Answer these questions about the documentation text:
(a) What does get_units return when a dataset's units are not defined?
(b) What is the dataset scale factor used for?
(c) How does the shape property define the resource shape?

▶ Text:
◇ ◇ ◇ ◇
Get a meta array by name (faster than DataFrame extraction).

Parameters:
  • rec_name (str) – Named record from the meta data to retrieve.

  • rows (slice) – Rows of the record to extract.

Returns:

meta_arr (np.ndarray) – Extracted array from the meta data record name.

get_scale_factor(dset)

Get dataset scale factor

Parameters:

dset (str) – Dataset to get scale factor for

Returns:

float – Dataset scale factor, used to unscale int values to floats

get_units(dset)

Get dataset units

Parameters:

dset (str) – Dataset to get units for

Returns:

str – Dataset units, None if not defined

property global_attrs

Global (file) attributes

Returns:

global_attrs (dict)

property h5

Open class instance that handles all .h5 files that data is to be extracted from

Returns:

h5 (MultiTimeH5 | MultiYearH5)

property lat_lon

Extract (latitude, longitude) pairs

Returns:

lat_lon (ndarray)

property meta

Resource meta data DataFrame

Returns:

meta (pandas.DataFrame)

property res_dsets

Available resource datasets

Returns:

list

property resource_datasets

Available resource datasets

Returns:

list

property scale_factors

Dictionary of all dataset scale factors

Returns:

scale_factors (dict)

property shape

Resource shape (timesteps, sites) shape = (len(time_index), len(meta))

Returns:

shape (tuple)

property shapes

Dictionary of all dataset shapes

Returns:

shapes (dict)

property time_index

Resource DatetimeIndex

Returns:

time_index (pandas.DatetimeIndex)

property units

Dictionary of all dataset units

Returns:

units (dict)
◇ ◇ ◇ ◇
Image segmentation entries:

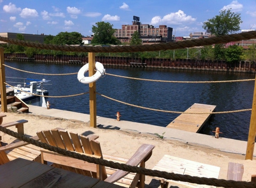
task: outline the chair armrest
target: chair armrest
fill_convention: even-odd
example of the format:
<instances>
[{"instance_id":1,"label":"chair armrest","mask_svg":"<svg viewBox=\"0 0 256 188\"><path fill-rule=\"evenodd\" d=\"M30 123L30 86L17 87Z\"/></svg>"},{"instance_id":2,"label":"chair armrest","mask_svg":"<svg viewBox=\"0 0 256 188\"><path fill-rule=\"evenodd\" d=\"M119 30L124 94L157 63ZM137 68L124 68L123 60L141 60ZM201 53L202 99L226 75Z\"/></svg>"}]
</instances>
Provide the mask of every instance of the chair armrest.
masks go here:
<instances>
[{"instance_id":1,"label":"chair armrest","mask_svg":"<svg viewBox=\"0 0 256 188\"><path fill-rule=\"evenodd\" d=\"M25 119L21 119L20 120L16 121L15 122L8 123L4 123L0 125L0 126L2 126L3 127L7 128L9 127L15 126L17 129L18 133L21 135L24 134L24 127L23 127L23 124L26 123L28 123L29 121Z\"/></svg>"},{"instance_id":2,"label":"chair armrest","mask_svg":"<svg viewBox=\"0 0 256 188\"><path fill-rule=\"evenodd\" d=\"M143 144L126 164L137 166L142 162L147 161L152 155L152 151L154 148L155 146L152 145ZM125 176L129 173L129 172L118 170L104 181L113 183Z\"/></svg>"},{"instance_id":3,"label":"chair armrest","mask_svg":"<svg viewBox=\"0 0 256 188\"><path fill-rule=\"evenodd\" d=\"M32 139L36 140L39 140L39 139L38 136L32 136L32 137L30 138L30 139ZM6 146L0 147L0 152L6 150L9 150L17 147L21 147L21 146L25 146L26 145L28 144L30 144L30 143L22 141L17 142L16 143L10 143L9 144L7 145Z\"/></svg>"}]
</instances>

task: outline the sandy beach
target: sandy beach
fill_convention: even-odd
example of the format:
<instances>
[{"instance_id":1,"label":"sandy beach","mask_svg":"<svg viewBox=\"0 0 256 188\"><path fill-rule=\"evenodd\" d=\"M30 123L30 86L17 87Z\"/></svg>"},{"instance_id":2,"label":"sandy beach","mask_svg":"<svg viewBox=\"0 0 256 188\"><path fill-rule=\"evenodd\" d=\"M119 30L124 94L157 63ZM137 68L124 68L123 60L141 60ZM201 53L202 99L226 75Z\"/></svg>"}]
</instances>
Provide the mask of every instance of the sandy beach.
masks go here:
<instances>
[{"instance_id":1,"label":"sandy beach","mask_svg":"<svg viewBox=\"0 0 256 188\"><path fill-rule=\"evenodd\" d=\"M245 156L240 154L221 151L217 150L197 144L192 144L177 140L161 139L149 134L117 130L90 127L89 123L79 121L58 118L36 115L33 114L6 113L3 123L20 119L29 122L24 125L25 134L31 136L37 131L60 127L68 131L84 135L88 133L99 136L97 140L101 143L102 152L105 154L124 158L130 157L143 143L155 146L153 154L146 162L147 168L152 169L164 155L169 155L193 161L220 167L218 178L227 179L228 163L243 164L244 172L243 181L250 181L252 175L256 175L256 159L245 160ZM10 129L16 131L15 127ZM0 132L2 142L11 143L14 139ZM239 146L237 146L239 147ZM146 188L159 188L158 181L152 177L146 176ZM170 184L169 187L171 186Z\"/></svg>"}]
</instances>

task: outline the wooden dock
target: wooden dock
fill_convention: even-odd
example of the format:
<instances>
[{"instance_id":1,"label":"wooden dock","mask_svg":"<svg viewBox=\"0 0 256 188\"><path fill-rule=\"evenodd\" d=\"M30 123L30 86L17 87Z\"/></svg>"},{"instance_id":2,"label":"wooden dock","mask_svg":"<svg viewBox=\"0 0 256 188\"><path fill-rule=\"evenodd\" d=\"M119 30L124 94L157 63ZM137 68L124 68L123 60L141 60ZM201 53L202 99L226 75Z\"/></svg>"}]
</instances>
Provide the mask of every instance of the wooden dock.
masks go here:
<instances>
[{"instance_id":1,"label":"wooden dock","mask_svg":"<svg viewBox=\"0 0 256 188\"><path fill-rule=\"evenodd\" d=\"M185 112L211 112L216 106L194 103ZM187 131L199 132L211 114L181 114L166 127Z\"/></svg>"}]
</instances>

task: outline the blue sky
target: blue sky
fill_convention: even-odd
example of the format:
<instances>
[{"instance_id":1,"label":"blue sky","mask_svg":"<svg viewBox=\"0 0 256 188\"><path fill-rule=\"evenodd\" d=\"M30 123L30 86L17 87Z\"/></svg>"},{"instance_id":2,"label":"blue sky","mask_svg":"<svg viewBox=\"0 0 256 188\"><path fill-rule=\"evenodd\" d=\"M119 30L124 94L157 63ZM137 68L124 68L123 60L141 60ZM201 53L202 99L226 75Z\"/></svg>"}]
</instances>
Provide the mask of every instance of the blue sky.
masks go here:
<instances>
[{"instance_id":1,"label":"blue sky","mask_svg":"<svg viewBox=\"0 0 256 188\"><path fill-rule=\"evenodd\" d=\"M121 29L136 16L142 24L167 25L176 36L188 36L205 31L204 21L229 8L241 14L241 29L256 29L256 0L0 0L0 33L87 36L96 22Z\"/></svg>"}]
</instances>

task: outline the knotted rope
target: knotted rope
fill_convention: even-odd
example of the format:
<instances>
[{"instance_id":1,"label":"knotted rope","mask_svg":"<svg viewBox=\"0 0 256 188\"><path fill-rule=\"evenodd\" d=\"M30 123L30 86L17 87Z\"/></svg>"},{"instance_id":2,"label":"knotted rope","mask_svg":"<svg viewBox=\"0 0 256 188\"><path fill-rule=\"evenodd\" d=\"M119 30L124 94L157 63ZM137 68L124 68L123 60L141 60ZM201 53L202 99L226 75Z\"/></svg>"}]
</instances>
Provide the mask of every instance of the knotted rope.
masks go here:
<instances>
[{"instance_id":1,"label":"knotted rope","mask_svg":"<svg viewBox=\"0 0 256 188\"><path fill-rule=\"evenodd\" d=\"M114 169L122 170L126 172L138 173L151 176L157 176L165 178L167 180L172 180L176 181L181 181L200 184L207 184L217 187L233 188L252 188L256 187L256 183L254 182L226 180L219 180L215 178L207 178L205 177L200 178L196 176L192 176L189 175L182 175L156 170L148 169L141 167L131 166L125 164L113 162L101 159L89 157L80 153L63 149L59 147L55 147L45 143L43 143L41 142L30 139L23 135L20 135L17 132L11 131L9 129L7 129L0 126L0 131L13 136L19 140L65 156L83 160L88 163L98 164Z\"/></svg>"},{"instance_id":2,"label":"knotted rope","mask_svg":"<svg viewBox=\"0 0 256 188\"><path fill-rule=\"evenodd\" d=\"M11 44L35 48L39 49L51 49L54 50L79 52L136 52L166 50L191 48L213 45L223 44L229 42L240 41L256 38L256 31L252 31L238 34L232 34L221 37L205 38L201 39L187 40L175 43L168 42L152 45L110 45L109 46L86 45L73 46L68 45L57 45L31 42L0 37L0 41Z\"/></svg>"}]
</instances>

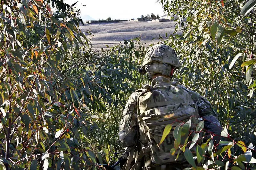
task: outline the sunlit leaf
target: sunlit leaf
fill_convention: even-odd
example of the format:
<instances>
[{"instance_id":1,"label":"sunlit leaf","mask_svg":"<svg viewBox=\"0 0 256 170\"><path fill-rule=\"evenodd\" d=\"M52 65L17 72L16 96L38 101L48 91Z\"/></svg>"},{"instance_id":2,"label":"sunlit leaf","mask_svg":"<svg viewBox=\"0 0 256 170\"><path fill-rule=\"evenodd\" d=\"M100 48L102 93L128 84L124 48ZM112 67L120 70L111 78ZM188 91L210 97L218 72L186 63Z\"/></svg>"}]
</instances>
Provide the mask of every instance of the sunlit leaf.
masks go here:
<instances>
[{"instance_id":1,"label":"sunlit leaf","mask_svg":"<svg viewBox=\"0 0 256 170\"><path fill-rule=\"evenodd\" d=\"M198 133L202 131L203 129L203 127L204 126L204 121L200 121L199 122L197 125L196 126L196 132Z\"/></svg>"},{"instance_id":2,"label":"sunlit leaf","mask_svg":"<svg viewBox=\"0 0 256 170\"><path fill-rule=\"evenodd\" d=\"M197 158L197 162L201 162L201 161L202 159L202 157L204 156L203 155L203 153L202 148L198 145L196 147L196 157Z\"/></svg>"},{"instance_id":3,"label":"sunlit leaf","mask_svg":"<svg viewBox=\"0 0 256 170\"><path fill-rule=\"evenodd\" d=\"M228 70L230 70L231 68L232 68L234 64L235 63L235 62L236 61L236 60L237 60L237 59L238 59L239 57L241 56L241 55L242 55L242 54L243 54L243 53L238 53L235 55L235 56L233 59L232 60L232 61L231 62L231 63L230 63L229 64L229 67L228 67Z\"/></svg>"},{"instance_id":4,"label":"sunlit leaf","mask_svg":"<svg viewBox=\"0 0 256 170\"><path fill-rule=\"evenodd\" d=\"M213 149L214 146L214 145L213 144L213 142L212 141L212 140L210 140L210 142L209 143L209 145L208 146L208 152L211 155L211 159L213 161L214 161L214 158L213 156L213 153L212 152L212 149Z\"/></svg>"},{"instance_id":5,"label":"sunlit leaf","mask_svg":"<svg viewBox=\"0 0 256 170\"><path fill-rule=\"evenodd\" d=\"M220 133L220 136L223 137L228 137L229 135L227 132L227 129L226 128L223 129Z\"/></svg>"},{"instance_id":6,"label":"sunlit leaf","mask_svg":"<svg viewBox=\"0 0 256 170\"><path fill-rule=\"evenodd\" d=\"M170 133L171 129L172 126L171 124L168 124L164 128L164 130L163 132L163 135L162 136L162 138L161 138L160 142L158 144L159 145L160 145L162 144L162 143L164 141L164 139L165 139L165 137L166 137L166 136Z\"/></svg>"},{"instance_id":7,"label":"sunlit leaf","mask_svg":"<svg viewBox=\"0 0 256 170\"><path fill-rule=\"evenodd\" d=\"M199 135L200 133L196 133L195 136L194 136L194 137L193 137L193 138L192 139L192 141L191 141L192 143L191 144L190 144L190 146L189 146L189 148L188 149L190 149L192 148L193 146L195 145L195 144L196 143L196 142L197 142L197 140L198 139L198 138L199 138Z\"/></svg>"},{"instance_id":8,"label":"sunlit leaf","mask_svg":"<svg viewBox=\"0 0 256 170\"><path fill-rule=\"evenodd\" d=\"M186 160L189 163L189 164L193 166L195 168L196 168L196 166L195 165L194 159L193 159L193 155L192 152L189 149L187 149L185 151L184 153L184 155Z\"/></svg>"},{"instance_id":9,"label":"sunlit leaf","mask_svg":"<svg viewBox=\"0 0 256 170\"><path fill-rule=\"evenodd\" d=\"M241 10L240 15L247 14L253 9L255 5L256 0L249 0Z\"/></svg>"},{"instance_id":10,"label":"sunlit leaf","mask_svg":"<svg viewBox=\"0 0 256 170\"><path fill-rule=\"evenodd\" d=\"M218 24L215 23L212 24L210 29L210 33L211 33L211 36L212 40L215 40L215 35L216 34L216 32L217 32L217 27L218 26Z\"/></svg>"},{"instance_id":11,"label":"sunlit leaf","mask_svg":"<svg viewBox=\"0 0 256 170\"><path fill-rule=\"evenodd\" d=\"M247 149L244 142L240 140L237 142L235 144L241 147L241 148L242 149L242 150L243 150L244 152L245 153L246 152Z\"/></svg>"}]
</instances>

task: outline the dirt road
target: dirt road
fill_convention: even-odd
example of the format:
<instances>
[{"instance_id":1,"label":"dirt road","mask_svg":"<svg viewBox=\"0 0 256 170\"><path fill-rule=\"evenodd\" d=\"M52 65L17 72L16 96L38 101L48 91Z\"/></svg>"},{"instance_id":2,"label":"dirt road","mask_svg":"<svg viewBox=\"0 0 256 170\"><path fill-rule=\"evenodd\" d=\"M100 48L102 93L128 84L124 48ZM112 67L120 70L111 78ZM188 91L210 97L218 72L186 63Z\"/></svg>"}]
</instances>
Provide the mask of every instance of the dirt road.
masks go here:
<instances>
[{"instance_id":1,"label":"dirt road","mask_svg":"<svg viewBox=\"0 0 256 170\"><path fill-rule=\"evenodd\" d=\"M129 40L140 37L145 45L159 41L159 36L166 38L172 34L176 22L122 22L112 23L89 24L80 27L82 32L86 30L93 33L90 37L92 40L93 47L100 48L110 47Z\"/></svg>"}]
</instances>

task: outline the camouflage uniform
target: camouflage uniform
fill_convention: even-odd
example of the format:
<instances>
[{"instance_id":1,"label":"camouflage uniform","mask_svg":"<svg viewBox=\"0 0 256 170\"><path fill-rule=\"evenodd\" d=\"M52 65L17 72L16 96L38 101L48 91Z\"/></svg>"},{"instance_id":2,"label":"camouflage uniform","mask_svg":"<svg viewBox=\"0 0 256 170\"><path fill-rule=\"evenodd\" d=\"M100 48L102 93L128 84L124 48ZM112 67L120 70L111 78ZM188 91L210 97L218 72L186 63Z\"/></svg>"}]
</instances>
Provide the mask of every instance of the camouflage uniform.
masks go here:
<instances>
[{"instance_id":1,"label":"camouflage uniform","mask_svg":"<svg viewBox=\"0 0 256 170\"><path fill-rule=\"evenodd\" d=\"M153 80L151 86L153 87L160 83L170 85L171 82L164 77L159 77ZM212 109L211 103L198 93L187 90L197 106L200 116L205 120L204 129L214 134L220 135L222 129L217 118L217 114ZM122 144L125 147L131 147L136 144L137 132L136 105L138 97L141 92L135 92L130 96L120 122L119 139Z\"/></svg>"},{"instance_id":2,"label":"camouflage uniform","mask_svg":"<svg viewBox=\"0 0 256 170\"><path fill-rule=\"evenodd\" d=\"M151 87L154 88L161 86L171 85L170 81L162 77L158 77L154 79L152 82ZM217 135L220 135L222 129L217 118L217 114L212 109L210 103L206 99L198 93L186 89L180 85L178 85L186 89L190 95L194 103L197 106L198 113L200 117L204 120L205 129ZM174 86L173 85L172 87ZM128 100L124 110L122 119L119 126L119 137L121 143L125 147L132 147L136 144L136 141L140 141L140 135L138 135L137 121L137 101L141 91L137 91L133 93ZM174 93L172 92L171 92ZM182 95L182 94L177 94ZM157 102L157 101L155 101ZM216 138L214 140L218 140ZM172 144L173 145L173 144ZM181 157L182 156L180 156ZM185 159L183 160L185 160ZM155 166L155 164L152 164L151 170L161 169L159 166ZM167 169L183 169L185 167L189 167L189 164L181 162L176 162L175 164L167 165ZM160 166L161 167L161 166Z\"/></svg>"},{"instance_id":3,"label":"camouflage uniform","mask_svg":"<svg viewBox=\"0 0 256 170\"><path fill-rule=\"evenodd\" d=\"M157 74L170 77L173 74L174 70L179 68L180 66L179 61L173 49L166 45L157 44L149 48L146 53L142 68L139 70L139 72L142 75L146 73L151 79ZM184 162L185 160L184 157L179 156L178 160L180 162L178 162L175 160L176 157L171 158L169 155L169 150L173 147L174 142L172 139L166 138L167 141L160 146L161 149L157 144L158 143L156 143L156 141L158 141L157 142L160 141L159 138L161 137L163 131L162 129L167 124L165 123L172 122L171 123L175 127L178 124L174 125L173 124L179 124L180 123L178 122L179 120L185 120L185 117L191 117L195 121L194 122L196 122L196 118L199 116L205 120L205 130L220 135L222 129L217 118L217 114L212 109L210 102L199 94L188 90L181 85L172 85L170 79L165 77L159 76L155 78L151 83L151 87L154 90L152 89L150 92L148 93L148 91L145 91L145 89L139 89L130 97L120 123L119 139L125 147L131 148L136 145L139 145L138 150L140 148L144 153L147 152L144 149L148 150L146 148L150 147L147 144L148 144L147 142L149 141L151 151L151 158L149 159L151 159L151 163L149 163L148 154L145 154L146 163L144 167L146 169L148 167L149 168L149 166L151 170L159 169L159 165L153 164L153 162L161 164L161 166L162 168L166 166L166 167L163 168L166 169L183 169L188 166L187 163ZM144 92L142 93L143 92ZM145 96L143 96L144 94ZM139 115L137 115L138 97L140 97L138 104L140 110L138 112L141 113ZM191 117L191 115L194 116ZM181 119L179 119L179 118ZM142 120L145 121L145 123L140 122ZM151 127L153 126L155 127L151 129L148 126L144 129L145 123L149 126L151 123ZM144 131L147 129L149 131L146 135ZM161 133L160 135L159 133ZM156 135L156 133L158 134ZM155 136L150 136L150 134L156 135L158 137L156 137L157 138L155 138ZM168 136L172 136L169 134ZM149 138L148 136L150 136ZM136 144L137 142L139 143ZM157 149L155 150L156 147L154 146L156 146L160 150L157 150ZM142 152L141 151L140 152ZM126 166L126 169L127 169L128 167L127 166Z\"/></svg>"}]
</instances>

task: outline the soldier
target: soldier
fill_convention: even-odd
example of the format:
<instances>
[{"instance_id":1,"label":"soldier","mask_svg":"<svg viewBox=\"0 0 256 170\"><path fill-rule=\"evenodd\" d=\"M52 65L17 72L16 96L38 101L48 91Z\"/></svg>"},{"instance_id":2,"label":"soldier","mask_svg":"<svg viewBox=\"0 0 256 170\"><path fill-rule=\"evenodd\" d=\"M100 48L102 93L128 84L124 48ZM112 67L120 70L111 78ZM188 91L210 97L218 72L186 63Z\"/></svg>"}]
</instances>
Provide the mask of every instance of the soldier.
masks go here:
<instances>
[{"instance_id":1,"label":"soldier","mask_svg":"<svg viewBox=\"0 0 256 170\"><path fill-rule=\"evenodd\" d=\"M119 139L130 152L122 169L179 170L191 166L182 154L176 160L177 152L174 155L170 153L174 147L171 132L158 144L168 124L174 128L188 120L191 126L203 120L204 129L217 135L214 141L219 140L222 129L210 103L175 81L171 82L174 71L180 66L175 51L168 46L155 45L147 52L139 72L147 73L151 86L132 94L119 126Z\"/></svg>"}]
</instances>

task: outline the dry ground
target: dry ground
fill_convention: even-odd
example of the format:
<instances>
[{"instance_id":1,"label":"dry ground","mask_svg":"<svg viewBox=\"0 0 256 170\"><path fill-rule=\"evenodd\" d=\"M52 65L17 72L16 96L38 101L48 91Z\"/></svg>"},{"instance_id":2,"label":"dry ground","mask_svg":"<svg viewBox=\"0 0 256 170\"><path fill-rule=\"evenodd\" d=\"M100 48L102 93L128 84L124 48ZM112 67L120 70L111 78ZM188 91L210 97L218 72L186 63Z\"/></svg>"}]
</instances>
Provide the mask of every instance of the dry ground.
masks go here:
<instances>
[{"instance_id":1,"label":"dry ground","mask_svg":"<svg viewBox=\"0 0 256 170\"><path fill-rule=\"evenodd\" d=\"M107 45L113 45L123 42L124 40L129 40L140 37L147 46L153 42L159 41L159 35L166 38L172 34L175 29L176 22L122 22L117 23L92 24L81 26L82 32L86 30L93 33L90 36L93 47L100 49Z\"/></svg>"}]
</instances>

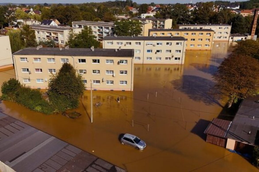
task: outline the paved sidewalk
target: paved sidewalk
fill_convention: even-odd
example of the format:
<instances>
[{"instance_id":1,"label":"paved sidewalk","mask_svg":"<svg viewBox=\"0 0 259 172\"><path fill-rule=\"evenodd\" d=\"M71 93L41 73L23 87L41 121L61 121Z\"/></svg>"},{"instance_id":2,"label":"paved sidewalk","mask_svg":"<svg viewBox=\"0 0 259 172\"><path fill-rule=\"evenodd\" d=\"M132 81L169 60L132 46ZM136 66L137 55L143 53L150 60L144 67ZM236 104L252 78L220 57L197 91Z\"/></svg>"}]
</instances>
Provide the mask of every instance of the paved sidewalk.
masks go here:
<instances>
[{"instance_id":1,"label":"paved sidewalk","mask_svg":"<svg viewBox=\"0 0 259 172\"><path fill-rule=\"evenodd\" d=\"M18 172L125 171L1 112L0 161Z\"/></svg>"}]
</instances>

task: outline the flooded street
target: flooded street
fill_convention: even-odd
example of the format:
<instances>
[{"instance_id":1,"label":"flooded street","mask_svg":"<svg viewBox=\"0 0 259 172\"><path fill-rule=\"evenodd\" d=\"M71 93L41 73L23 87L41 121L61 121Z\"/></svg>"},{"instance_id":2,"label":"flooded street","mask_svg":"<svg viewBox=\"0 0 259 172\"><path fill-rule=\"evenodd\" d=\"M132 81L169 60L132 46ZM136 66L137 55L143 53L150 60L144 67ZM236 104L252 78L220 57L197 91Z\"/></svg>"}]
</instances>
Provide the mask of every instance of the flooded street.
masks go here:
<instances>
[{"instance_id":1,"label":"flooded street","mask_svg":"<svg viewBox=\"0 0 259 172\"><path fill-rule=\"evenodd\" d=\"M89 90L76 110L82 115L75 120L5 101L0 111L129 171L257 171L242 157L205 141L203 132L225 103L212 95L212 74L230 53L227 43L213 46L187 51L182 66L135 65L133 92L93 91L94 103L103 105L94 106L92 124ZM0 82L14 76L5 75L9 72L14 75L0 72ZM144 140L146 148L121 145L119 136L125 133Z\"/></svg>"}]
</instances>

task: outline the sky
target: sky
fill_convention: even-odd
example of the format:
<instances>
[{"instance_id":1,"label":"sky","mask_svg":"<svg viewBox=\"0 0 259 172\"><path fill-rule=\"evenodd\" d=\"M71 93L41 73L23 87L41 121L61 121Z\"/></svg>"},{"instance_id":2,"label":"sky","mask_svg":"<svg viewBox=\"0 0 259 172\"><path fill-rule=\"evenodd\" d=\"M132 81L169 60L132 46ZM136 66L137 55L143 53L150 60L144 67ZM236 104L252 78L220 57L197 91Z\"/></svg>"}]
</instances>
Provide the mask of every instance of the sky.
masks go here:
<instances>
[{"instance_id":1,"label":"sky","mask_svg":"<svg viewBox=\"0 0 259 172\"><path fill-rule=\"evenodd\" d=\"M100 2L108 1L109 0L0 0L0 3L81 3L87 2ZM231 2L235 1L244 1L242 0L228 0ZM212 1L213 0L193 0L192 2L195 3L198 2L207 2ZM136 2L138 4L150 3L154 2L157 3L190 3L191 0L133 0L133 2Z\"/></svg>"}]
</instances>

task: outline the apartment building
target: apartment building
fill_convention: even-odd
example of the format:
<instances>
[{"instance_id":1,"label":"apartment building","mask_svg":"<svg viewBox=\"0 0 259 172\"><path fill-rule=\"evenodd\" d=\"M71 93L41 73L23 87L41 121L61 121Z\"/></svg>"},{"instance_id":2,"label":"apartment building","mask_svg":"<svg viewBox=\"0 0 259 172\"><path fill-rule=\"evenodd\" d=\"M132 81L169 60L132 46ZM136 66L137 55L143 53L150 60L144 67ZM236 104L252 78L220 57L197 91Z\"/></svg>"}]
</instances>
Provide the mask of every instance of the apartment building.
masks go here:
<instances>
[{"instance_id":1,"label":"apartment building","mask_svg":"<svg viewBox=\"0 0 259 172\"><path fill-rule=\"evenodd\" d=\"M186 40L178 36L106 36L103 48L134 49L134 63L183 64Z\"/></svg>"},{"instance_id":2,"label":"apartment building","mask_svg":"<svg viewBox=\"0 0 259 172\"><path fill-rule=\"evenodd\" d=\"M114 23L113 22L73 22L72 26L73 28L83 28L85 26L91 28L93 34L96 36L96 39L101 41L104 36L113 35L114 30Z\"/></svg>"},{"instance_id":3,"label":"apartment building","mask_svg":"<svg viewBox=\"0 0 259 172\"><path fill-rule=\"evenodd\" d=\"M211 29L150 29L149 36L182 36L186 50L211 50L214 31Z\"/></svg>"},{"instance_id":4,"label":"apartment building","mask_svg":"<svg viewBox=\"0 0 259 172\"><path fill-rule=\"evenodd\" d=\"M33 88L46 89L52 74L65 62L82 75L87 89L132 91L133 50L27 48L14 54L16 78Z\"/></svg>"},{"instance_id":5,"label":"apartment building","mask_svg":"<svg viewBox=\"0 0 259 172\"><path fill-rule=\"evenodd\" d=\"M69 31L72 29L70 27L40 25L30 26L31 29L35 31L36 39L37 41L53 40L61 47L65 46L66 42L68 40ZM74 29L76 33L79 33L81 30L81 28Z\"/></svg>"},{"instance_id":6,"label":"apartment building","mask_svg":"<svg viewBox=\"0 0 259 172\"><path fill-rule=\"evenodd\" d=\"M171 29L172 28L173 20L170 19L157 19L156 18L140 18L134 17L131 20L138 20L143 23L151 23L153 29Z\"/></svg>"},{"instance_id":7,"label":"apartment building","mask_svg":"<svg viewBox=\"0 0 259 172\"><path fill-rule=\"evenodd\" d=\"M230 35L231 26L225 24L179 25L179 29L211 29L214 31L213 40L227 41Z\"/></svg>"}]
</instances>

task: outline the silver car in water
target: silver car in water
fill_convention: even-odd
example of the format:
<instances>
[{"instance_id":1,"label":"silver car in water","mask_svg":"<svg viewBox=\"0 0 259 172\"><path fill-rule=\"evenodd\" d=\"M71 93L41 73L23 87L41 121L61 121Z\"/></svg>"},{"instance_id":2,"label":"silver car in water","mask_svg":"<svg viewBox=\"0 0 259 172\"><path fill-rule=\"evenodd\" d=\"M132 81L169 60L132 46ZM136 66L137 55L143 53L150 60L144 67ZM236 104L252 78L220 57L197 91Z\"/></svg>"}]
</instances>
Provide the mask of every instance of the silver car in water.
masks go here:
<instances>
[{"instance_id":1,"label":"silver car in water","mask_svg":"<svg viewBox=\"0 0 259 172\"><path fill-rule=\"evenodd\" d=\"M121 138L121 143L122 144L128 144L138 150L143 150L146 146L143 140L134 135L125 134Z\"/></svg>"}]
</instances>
◇ ◇ ◇ ◇
▶ The answer:
(a) None
(b) To unscale int values to floats
(c) shape = (len(time_index), len(meta)), that is, (timesteps, sites)